**Goal**. Extract a passage word for word from the forum thread on PLL skips, starting at "Well then, let" and ending after "maxiovane (Apr 13, 2010)".

**Excerpt to read**.
= = = = =

# U3 in PLL skip?



## CubeX (Apr 13, 2010)

Hey guys,

just a quick poll if you ever did a U3 instead of a U during your PLL skips?

Edit: Just to add extra info. to the poll, i also meant if you made any stupid moves to the PLL skip because you were not thinking..


----------



## Lucas Garron (Apr 13, 2010)

CubeX said:


> Hey guys,
> 
> just a quick poll if you ever did a U3 instead of a U during your PLL skips?


Yep. National record, it was.


----------



## xXzaKerXx (Apr 13, 2010)

2x2, yes. could have been a sub-4! Dang it.


----------



## Weston (Apr 13, 2010)

All of my competition skips have been no AUF. 
Including the sub 10 OLL skip.


----------



## Konsta (Apr 13, 2010)

Yes. And if I'm really focused in U2 cases, I first turn U' then U3.


----------



## CubeDust (Apr 13, 2010)

yes!!! lol..


----------



## Dene (Apr 13, 2010)

I voted yes. I do this all the time, skip or not. A terrible habit.


----------



## Kirjava (Apr 13, 2010)

What's a PLL skip?


----------



## IamWEB (Apr 13, 2010)

Kirjava said:


> What's a PLL skip?



Well then, let me check my Pokedex!

"Very docile. If attacked, it will often kick up sand to protect itself rather than fight back."


----------



## maxiovane (Apr 13, 2010)

lol! yes , this is the reason why i can't be fast at 2x2x2 using clls.


----------



## Yes We Can! (Apr 13, 2010)

No. I do U U2'


----------



## Sa967St (Apr 13, 2010)

Nope.


----------



## dada222 (Apr 13, 2010)

Yeah. Sad, I do this a lot even without skips.


----------



## Hiero (Apr 13, 2010)

Yeah, I use to be really bad at it. I still do it about half the time.


----------



## x-colo-x (Apr 13, 2010)

yes, I do this allways


----------



## miniGOINGS (Apr 13, 2010)

I don't know why "Dont know what PLL skip means?" is a question?


----------



## jms_gears1 (Apr 13, 2010)

wth is a PLL Skip. 
wth is PLL?


----------



## DavidWoner (Apr 13, 2010)

Yes said:


> No. I do U U2'



This.


----------



## Olivér Perge (Apr 13, 2010)

I do U3, U' U2, U U2', etc. all the time. That's my job.


----------



## rubiknewbie (Apr 14, 2010)

U3 is not bad. Problem is I do U U U or U U2 :fp.


----------



## IamWEB (Apr 14, 2010)

jms_gears1 said:


> wth is a PLL Skip.
> wth is PLL?



wth is a gigawatt?


----------



## CubeX (Apr 14, 2010)

= = = = =

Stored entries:
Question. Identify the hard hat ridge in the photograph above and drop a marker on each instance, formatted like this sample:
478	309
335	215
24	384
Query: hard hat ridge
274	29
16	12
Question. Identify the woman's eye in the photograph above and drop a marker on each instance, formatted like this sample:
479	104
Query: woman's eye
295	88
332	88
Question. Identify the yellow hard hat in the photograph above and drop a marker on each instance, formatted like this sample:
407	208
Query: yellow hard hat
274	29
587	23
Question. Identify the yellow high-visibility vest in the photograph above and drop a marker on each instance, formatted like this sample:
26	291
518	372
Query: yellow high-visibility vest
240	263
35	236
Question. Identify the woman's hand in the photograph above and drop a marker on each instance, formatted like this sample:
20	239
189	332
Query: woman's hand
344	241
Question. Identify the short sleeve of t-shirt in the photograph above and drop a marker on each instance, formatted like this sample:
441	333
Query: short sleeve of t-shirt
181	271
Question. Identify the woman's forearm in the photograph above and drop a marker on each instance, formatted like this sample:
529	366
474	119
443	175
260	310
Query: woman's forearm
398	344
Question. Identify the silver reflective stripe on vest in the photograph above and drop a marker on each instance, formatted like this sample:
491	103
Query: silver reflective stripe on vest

= = = = =

**Written solution**.
Well then, let me check my Pokedex!

"Very docile. If attacked, it will often kick up sand to protect itself rather than fight back."


----------



## maxiovane (Apr 13, 2010)